EXTRACT —
◇ ◇ ◇ ◇ ◇
- Theatrical poster
- Hangul: 푸른소금
- RR: Pureunsogeum
- MR: P'urŭnsogŭm
- Directed by: Lee Hyun-seung
- Written by: Lee Hyun-seung
- Produced by: Lee Hyun-seung Ahn Soo-hyun Kim Sung-min
- Starring: Song Kang-ho Shin Se-kyung
- Cinematography: Kim Byeong-seo
- Edited by: Kim Sang-bum Kim Jae-bum Yu Seung-yeop
- Music by: 3rd Coast
- Production company: Studio Blue
- Distributed by: CJ Entertainment
- Release date: August 31, 2011 (South Korea);
- Running time: 121 minutes
- Country: South Korea
- Language: Korean
- Box office: US$4.9 million

= Hindsight (2011 film) =

Hindsight is a 2011 South Korean action drama film by Lee Hyun-seung, his first after a ten-year hiatus. The film is about a hitwoman who struggles with her feelings for the underworld boss who is her target. The film deals with issues of age difference, and the Korean underworld. It stars Song Kang-ho and Shin Se-kyung, and premiered at the 16th Busan International Film Festival. The film received a total of 763,776 admissions nationwide.
◇ ◇ ◇ ◇ ◇
Point placement listing

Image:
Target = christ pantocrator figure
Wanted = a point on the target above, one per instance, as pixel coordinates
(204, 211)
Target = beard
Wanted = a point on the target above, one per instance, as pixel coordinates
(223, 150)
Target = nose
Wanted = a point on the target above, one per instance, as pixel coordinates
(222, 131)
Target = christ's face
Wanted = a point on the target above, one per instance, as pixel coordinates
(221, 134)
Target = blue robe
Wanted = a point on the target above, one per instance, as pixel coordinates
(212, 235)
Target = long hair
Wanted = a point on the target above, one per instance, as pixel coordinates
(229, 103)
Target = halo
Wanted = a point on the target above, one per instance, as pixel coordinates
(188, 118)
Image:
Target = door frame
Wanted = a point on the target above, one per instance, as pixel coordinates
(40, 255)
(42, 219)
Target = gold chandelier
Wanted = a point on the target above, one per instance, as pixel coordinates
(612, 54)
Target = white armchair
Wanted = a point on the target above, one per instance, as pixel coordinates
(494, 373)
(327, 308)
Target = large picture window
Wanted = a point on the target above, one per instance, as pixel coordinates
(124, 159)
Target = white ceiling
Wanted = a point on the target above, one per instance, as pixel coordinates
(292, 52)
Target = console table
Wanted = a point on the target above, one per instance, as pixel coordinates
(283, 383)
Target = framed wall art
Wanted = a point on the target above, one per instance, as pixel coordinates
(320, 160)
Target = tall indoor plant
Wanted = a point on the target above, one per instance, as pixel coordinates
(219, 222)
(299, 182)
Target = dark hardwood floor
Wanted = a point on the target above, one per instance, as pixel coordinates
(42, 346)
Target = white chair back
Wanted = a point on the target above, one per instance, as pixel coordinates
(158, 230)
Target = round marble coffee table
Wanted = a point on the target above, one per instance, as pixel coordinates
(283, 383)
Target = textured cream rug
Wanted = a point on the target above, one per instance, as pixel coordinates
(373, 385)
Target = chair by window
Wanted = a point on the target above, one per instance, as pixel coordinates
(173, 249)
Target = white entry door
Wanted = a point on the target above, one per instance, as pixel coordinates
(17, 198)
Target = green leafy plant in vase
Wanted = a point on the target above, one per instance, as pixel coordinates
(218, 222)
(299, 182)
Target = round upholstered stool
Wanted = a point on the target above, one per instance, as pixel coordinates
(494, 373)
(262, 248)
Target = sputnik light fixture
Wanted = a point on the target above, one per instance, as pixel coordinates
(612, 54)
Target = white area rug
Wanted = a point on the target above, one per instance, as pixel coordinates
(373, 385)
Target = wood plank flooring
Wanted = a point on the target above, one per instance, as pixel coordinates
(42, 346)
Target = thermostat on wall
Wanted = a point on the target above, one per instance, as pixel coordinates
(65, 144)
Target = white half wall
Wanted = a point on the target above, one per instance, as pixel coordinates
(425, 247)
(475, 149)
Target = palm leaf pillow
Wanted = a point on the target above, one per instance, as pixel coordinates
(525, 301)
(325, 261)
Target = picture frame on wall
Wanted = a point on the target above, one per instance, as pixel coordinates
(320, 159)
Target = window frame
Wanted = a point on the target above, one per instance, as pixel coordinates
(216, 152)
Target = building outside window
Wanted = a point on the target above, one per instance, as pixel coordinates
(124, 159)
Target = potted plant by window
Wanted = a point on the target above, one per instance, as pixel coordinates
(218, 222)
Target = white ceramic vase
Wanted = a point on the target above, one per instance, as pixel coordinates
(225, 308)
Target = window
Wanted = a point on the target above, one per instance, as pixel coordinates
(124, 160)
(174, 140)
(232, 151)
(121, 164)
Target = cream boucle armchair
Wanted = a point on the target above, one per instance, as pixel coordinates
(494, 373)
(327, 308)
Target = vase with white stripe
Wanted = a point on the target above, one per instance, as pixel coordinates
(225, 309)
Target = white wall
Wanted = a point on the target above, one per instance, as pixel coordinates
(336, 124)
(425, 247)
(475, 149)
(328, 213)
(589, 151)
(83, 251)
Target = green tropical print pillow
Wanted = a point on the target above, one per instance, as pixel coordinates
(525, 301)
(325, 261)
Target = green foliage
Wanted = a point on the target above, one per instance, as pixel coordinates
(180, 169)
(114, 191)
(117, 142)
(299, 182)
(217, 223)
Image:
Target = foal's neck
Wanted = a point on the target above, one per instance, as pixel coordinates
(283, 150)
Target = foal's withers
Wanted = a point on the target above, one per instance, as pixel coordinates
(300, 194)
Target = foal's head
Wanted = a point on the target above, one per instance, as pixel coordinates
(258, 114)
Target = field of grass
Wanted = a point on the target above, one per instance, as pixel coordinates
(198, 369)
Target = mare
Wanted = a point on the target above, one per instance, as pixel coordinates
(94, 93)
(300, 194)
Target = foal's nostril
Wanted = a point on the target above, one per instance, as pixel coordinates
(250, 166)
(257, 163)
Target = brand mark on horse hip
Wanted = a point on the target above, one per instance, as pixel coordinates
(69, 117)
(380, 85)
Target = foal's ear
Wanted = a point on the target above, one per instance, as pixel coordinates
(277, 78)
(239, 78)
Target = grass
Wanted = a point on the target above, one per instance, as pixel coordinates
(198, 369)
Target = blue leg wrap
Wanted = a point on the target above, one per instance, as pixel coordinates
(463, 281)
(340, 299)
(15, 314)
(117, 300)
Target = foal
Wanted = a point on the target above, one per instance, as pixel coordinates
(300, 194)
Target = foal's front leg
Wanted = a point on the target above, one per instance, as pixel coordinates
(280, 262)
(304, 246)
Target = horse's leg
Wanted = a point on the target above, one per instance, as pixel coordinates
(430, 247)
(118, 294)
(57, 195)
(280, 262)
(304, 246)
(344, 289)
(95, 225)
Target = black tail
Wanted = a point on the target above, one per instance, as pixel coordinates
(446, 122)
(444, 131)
◇ ◇ ◇ ◇ ◇
EXERCISE TASK 1 —
Summarize the text about the film Hindsight in two sentences.
EXERCISE TASK 2 —
Which company distributed the film, according to the text about the film Hindsight?
EXERCISE TASK 3 —
Resume the text about the film Hindsight, starting after its final sentence.

FINAL RESULT 1 —
Hindsight is a 2011 South Korean action drama film by Lee Hyun-seung, his first after a ten-year hiatus, starring Song Kang-ho and Shin Se-kyung and premiering at the 16th Busan International Film Festival. It is about a hitwoman who struggles with her feelings for the underworld boss who is her target, and it received a total of 763,776 admissions nationwide.

FINAL RESULT 2 —
CJ Entertainment

FINAL RESULT 3 —
==Plot==
Busan, South Korea, the present day. Legendary retired gangster Yoon Doo-hun (Song Kang-ho) dreams of opening a restaurant, and enrolls in a cooking class, where he gets to know Jo Se-bin (Shin Se-kyung). Doo-hun then hears that his former boss, Man-gil, has died after being hit by a car; the gang's members need to find Man-gil's will to see whom he nominated as his successor, though most of them expect it is Doo-hun. Meanwhile, Se-bin's roommate Lee Eun-jung (Esom) has become indebted to some Haeundae moneylenders, who force Se-bin, in return, to spy on Doo-hun. After Eun-jung steals a suitcase containing cocaine from the moneylenders, Se-bin is ordered to kill Doo-hun but can't bring herself to do it. Instead, Eun-jung tries to run him over with a car and subsequently disappears. Doo-hun survives and takes over as head of his old gang, intent on discovering who killed Man-gil. Among various problems, he has to contend with Baek Kyung-min (Lee Jong-hyuk), an ambitious young member of the gang, and his continuing relationship with Se-bin, who is under pressure from assassination agency head Madame Kang (Youn Yuh-jung) to kill him.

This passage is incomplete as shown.